## EXERCISE INSTRUCTIONS
Output the full set of records exactly.

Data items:

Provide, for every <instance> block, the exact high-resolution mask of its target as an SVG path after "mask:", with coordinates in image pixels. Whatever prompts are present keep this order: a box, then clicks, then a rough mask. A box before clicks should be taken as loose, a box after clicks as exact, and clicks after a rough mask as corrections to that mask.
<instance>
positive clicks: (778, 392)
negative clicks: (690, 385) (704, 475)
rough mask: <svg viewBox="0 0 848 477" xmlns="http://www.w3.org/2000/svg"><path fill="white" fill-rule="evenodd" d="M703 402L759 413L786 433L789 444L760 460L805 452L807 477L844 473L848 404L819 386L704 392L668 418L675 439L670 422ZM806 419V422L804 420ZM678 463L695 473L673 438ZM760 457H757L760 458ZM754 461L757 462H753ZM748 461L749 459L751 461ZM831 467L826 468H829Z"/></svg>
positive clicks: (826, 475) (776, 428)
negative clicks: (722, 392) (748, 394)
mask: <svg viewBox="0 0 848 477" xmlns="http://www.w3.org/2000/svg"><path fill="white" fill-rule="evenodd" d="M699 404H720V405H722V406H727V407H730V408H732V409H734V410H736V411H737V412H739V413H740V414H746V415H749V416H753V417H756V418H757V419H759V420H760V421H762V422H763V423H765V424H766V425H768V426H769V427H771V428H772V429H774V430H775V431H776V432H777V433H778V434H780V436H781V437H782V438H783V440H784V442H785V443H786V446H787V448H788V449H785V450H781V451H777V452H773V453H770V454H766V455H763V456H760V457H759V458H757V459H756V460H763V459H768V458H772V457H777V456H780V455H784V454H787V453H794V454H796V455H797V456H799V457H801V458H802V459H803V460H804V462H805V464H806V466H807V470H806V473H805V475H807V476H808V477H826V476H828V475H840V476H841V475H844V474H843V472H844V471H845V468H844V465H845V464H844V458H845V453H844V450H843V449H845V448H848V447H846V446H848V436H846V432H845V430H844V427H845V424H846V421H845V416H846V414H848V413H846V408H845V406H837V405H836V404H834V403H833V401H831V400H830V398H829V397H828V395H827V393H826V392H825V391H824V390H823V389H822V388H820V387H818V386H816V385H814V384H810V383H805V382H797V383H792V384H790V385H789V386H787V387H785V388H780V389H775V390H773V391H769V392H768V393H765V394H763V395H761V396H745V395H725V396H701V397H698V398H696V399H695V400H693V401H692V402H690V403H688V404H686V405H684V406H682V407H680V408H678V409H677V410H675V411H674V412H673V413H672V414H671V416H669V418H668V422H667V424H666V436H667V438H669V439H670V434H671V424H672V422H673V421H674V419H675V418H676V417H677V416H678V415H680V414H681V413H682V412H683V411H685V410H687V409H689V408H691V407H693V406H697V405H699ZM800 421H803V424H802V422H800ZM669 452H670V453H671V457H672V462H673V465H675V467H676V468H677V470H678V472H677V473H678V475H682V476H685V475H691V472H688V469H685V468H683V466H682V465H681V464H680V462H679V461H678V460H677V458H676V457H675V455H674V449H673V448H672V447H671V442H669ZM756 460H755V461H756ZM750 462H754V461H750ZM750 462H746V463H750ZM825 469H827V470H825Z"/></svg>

## SOLUTION TO THIS PROBLEM
Provide, for every <instance> block, the exact high-resolution mask of its target as an SVG path after "mask:", with coordinates in image pixels. Whatever prompts are present keep this order: a box, then clicks, then a rough mask. A box before clicks should be taken as loose, a box after clicks as exact, and clicks after a rough mask as corrections to that mask.
<instance>
positive clicks: (778, 392)
negative clicks: (690, 385) (704, 475)
rough mask: <svg viewBox="0 0 848 477" xmlns="http://www.w3.org/2000/svg"><path fill="white" fill-rule="evenodd" d="M703 402L759 413L786 433L789 444L760 460L805 452L807 477L844 473L848 404L819 386L704 392L668 418L675 439L670 422ZM806 419V422L804 420ZM678 463L695 473L673 438ZM760 457H757L760 458ZM754 461L757 462H753ZM748 461L749 459L751 461ZM831 467L826 468H829Z"/></svg>
positive clicks: (826, 475) (776, 428)
negative clicks: (722, 392) (748, 394)
mask: <svg viewBox="0 0 848 477" xmlns="http://www.w3.org/2000/svg"><path fill="white" fill-rule="evenodd" d="M699 404H720V405H722V406H727V407H730V408H732V409H734V410H736V411H737V412H739V413H740V414H746V415H749V416H753V417H756V418H757V419H759V420H760V421H762V422H763V423H765V424H766V425H768V426H769V427H771V428H772V429H774V430H775V431H776V432H777V433H778V434H780V436H781V437H782V438H783V440H784V442H785V443H786V446H787V448H788V449H785V450H781V451H777V452H773V453H770V454H766V455H763V456H760V457H759V458H757V459H756V460H763V459H768V458H772V457H777V456H780V455H784V454H787V453H794V454H796V455H797V456H799V457H801V458H802V459H803V460H804V462H805V464H806V466H807V470H806V473H805V475H807V476H808V477H826V476H828V475H840V476H841V475H844V474H843V472H844V471H845V468H844V465H845V464H844V458H845V453H844V450H843V449H845V448H848V447H846V446H848V436H846V432H845V430H844V427H845V424H846V421H845V416H846V414H848V413H846V408H845V406H837V405H836V404H834V403H833V401H831V400H830V398H829V397H828V395H827V393H826V392H825V391H824V390H823V389H822V388H820V387H818V386H816V385H814V384H810V383H805V382H797V383H792V384H790V385H789V386H787V387H785V388H780V389H775V390H773V391H769V392H768V393H765V394H763V395H761V396H745V395H725V396H701V397H698V398H696V399H695V400H693V401H692V402H690V403H688V404H686V405H684V406H682V407H680V408H678V409H677V410H675V411H674V412H673V413H672V414H671V416H669V418H668V422H667V424H666V436H667V438H669V439H670V434H671V424H672V422H673V421H674V419H675V418H676V417H677V416H678V415H680V414H681V413H682V412H683V411H685V410H687V409H689V408H691V407H693V406H697V405H699ZM800 421H803V424H802V422H800ZM669 452H670V453H671V457H672V462H673V465H675V467H676V468H677V470H678V472H677V473H678V475H682V476H685V475H691V472H688V469H685V468H683V466H682V465H681V464H680V462H679V461H678V460H677V458H676V457H675V455H674V449H673V448H672V447H671V442H669ZM756 460H755V461H756ZM750 462H754V461H750ZM750 462H746V463H750ZM825 469H827V470H825Z"/></svg>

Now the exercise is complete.